Exercise directions —
Copy out, word for word, every line from the start of the records through the line containing "[[[253,156],[252,157],[251,159],[256,159],[256,154],[254,154]]]", both ends included. Leave the pictures out of your answer.

(Mask labeling examples)
▼
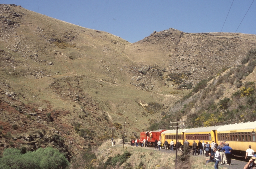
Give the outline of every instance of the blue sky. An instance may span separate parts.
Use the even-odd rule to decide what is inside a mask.
[[[254,0],[234,0],[222,30],[235,32]],[[220,32],[233,0],[0,0],[131,43],[156,30]],[[256,1],[237,31],[256,34]]]

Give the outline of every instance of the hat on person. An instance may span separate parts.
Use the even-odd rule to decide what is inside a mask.
[[[253,156],[252,157],[251,159],[256,159],[256,154],[254,154]]]

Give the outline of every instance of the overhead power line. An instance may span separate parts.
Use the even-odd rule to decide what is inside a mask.
[[[233,0],[233,1],[234,0]],[[251,4],[251,5],[250,6],[250,7],[249,7],[249,9],[248,9],[248,10],[247,10],[247,12],[246,12],[246,13],[245,14],[245,15],[244,15],[244,16],[243,17],[243,19],[242,19],[242,21],[241,21],[241,22],[240,23],[240,24],[239,24],[239,26],[238,26],[238,27],[237,28],[237,30],[236,30],[236,32],[235,32],[235,33],[236,33],[238,29],[238,28],[239,28],[239,26],[240,26],[240,25],[241,24],[241,23],[242,23],[242,22],[243,22],[243,18],[244,18],[245,17],[245,15],[246,15],[246,14],[248,12],[248,11],[249,11],[249,10],[250,9],[250,8],[251,8],[251,7],[252,6],[252,5],[253,4],[253,2],[254,2],[254,0],[253,0],[253,2],[252,3],[252,4]]]
[[[220,33],[220,35],[219,36],[220,36],[221,34],[221,33],[222,32],[222,29],[223,28],[223,27],[224,27],[224,25],[225,24],[225,23],[226,22],[226,20],[227,20],[227,16],[228,15],[228,14],[229,13],[229,11],[230,11],[230,9],[231,8],[231,7],[232,6],[232,5],[233,5],[233,3],[234,2],[234,0],[233,0],[233,2],[232,2],[232,3],[231,3],[231,5],[230,6],[230,8],[229,8],[229,10],[228,11],[228,12],[227,13],[227,17],[226,17],[226,19],[225,19],[225,21],[224,22],[224,23],[223,24],[223,26],[222,26],[222,28],[221,28],[221,32]]]

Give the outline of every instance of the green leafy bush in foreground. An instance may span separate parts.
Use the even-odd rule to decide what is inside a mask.
[[[24,154],[20,150],[8,148],[0,159],[0,168],[3,169],[64,169],[69,164],[62,154],[50,147]]]
[[[125,151],[123,154],[120,155],[119,154],[113,157],[110,157],[105,163],[104,168],[106,168],[107,166],[115,166],[118,164],[121,166],[128,159],[132,154],[127,151]]]

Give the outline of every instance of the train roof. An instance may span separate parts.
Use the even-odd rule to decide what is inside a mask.
[[[186,133],[195,133],[196,132],[207,132],[211,131],[212,130],[217,130],[218,129],[223,125],[216,125],[209,127],[198,127],[197,128],[192,128],[186,131]]]
[[[149,134],[151,133],[153,133],[153,132],[161,132],[163,130],[154,130],[154,131],[151,131],[149,133]]]
[[[225,125],[222,125],[217,130],[218,131],[235,130],[243,129],[255,129],[256,128],[256,121],[246,123],[240,123],[234,124]]]
[[[181,132],[185,132],[186,131],[188,130],[189,129],[178,129],[178,134],[180,134],[180,133]],[[176,130],[166,130],[166,131],[165,131],[163,132],[162,132],[162,134],[172,134],[172,133],[176,133]]]

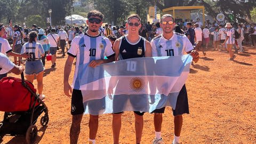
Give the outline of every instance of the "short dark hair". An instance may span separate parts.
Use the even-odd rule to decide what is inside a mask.
[[[29,33],[29,43],[32,43],[34,42],[36,42],[36,37],[37,37],[37,33],[36,31],[32,31]]]
[[[163,19],[164,19],[164,18],[166,18],[166,17],[171,17],[172,18],[172,20],[174,21],[174,19],[173,18],[173,17],[172,17],[172,15],[170,14],[164,14],[164,15],[163,15],[161,18],[161,22],[162,22],[162,20],[163,20]]]
[[[4,24],[3,24],[2,23],[0,23],[0,30],[1,30],[2,28],[4,27],[3,27],[3,26],[4,26]]]
[[[141,19],[140,19],[140,16],[138,14],[133,13],[131,15],[130,15],[128,18],[127,18],[127,23],[128,23],[130,21],[130,20],[132,18],[135,18],[139,20],[139,21],[140,22],[141,21]]]
[[[110,39],[111,41],[115,41],[116,39],[116,38],[115,38],[114,36],[111,36],[111,35],[109,35],[108,36],[108,38]]]
[[[87,14],[87,18],[89,19],[92,16],[98,17],[100,18],[101,20],[102,20],[103,18],[104,18],[104,15],[103,15],[102,13],[97,10],[92,10],[90,11]]]

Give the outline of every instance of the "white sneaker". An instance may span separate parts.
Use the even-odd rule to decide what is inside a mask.
[[[155,138],[153,140],[153,144],[164,144],[164,140],[161,138],[160,139],[157,140],[156,138]]]
[[[39,98],[41,100],[43,100],[44,99],[44,98],[45,98],[45,95],[44,95],[44,94],[39,94]]]

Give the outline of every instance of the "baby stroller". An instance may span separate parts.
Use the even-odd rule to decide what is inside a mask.
[[[0,122],[0,140],[5,135],[26,137],[28,143],[35,142],[37,136],[35,123],[43,112],[40,123],[49,122],[48,109],[36,94],[32,83],[24,79],[6,77],[0,80],[0,111],[5,111]]]

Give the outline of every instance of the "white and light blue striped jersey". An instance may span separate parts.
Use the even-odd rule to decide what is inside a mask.
[[[38,38],[39,37],[37,37],[37,42],[42,45],[44,49],[44,51],[46,52],[50,50],[50,42],[48,38],[47,38],[46,36],[43,35],[41,37],[40,40]]]
[[[227,29],[227,36],[229,37],[228,41],[227,41],[227,44],[233,44],[235,43],[235,37],[234,34],[235,34],[235,30],[233,28]]]
[[[12,28],[10,26],[9,26],[7,29],[7,34],[9,36],[12,37],[12,35],[13,34],[13,30],[12,29]]]
[[[185,35],[175,32],[170,39],[161,35],[153,38],[150,44],[153,57],[182,55],[194,49]]]
[[[211,34],[213,35],[213,41],[219,41],[219,31],[214,31]]]
[[[12,48],[6,39],[0,37],[0,52],[6,54],[10,51],[11,51]]]
[[[93,60],[103,59],[105,56],[109,57],[114,53],[110,41],[100,34],[94,37],[86,34],[83,36],[76,36],[72,41],[71,47],[68,51],[68,55],[76,59],[72,87],[75,90],[81,90],[80,85],[103,75],[104,70],[99,69],[94,70],[89,67],[89,65]],[[93,77],[83,79],[79,78],[88,69],[92,68],[93,69]],[[99,83],[95,86],[102,87],[102,84]]]
[[[13,39],[16,39],[16,42],[13,44],[14,45],[21,44],[21,34],[19,31],[16,31],[13,33]]]
[[[44,49],[40,43],[27,42],[23,45],[20,53],[28,52],[31,55],[31,58],[40,58],[41,55],[44,54]]]

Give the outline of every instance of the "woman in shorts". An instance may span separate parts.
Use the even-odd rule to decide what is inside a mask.
[[[44,67],[41,58],[44,56],[44,51],[42,45],[36,42],[37,37],[36,31],[33,31],[29,33],[29,40],[23,45],[21,53],[29,54],[30,58],[26,59],[25,65],[26,79],[33,83],[36,76],[39,98],[42,100],[45,97],[42,94]]]

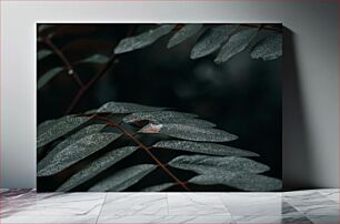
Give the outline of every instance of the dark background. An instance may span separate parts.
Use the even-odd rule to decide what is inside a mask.
[[[93,53],[111,55],[132,26],[136,24],[59,24],[62,29],[56,32],[52,41],[74,62],[74,70],[87,82],[100,67],[77,64],[77,60]],[[138,24],[134,33],[152,27]],[[262,30],[261,35],[266,32],[271,31]],[[172,49],[167,49],[171,37],[168,34],[150,47],[118,55],[111,69],[86,92],[72,113],[99,108],[108,101],[197,113],[219,129],[238,135],[239,139],[228,145],[259,153],[256,160],[271,167],[267,175],[281,179],[282,58],[269,62],[252,60],[248,49],[221,65],[214,64],[213,55],[191,60],[190,50],[200,33]],[[47,47],[38,42],[38,50],[42,48]],[[56,55],[41,60],[38,78],[57,65],[62,62]],[[78,90],[66,72],[39,90],[38,124],[62,116]]]

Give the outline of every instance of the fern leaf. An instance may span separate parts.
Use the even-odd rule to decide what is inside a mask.
[[[180,155],[170,161],[169,165],[199,174],[221,171],[263,173],[270,170],[267,165],[247,157],[211,155]]]
[[[89,189],[90,192],[98,191],[122,191],[132,186],[138,181],[148,175],[157,166],[152,164],[134,165],[122,171],[118,171],[113,175],[102,180],[101,182]]]
[[[164,134],[182,140],[200,142],[229,142],[237,139],[236,135],[218,129],[168,123],[148,124],[139,133]]]
[[[207,30],[191,50],[190,58],[198,59],[217,51],[238,26],[223,24]]]
[[[269,35],[260,40],[251,50],[252,59],[274,60],[282,55],[282,34]]]
[[[43,160],[49,160],[49,163],[38,171],[38,176],[53,175],[101,150],[119,136],[120,134],[116,133],[97,133],[82,138],[54,156],[46,156]]]
[[[168,34],[174,24],[162,24],[153,30],[149,30],[139,35],[126,38],[119,42],[119,44],[114,49],[114,53],[126,53],[129,51],[134,51],[138,49],[146,48],[157,41],[159,38]]]
[[[239,150],[222,144],[190,142],[190,141],[180,141],[180,140],[160,141],[153,144],[153,147],[188,151],[188,152],[196,152],[196,153],[210,154],[210,155],[222,155],[222,156],[259,156],[253,152]]]
[[[58,138],[67,134],[68,132],[80,126],[89,120],[90,118],[86,116],[69,115],[54,121],[52,125],[50,125],[48,129],[44,129],[44,132],[39,131],[37,138],[37,147],[41,147],[57,140]]]
[[[189,182],[200,185],[224,184],[238,190],[252,192],[279,191],[282,187],[282,182],[278,179],[254,173],[228,171],[198,175],[189,180]]]
[[[80,172],[72,175],[57,191],[60,191],[60,192],[70,191],[71,189],[84,183],[86,181],[92,179],[93,176],[107,170],[111,165],[127,157],[128,155],[133,153],[137,149],[138,149],[137,146],[124,146],[124,147],[108,152],[103,156],[91,162]]]
[[[43,85],[46,85],[49,81],[51,81],[57,74],[59,74],[63,70],[64,68],[57,67],[42,74],[38,80],[37,89],[40,90]]]
[[[108,102],[97,110],[97,113],[133,113],[133,112],[147,112],[159,111],[163,108],[154,108],[149,105],[141,105],[137,103],[122,103],[122,102]]]
[[[181,42],[183,42],[184,40],[187,40],[188,38],[190,38],[191,35],[193,35],[194,33],[197,33],[198,31],[200,31],[202,29],[202,24],[199,23],[191,23],[191,24],[184,24],[184,27],[182,27],[179,31],[177,31],[169,40],[167,48],[172,48]]]
[[[109,57],[103,54],[93,54],[89,58],[82,59],[78,61],[78,63],[97,63],[97,64],[104,64],[109,61]]]
[[[126,191],[147,175],[153,177],[154,173],[163,172],[168,179],[163,182],[158,180],[157,185],[143,185],[139,191],[166,191],[174,185],[189,190],[183,184],[188,177],[181,179],[172,173],[172,170],[179,169],[180,173],[190,176],[192,172],[197,173],[197,176],[189,180],[189,183],[196,185],[223,184],[243,191],[280,189],[280,180],[259,175],[269,170],[267,165],[248,159],[258,154],[213,143],[236,140],[236,135],[213,129],[211,125],[214,124],[197,119],[196,114],[163,110],[136,103],[109,102],[89,112],[100,115],[68,115],[39,124],[37,150],[39,153],[46,149],[47,155],[38,163],[38,179],[58,179],[60,186],[56,187],[57,191],[87,190],[86,183],[92,182],[88,191]],[[131,125],[142,124],[141,121],[148,121],[149,124],[139,130]],[[60,141],[61,136],[63,141]],[[48,144],[57,146],[47,149]],[[144,150],[137,152],[138,149]],[[158,159],[158,153],[154,153],[157,149],[177,151],[173,153],[176,156],[167,162],[168,165],[161,165],[163,157]],[[97,153],[101,154],[89,162],[94,153],[96,156],[99,155]],[[138,153],[146,153],[149,160],[141,156],[140,161],[129,161],[129,157]],[[114,173],[107,176],[108,169],[113,169],[112,165],[123,159],[129,162],[123,167],[114,166]],[[159,170],[152,172],[157,167]],[[67,175],[64,180],[63,172],[69,170],[72,175]],[[101,176],[106,177],[98,181]]]
[[[204,120],[193,119],[197,115],[189,113],[180,113],[174,111],[154,111],[132,113],[123,119],[126,123],[138,123],[140,121],[149,121],[153,124],[162,123],[180,123],[197,126],[216,126],[214,123]]]
[[[52,53],[53,53],[53,52],[50,51],[50,50],[42,49],[42,50],[38,51],[38,53],[37,53],[37,60],[38,60],[38,61],[39,61],[39,60],[42,60],[42,59],[44,59],[46,57],[51,55]]]
[[[159,184],[159,185],[146,187],[146,189],[141,190],[141,192],[161,192],[161,191],[164,191],[164,190],[167,190],[167,189],[169,189],[170,186],[173,186],[173,185],[174,185],[174,183]]]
▲
Response to the exercise —
Give the outline of every instance of the blue sky. An instance may span separate parts.
Use the even-odd rule to decide what is inside a mask.
[[[254,0],[234,0],[222,30],[235,32]],[[220,32],[233,0],[0,0],[131,43],[156,30]],[[256,1],[237,31],[256,34]]]

Give the outline of every instance of the hat on person. An instance may span separate parts.
Use the even-odd rule to decide what is inside a mask.
[[[253,156],[252,157],[251,159],[256,159],[256,154],[254,154]]]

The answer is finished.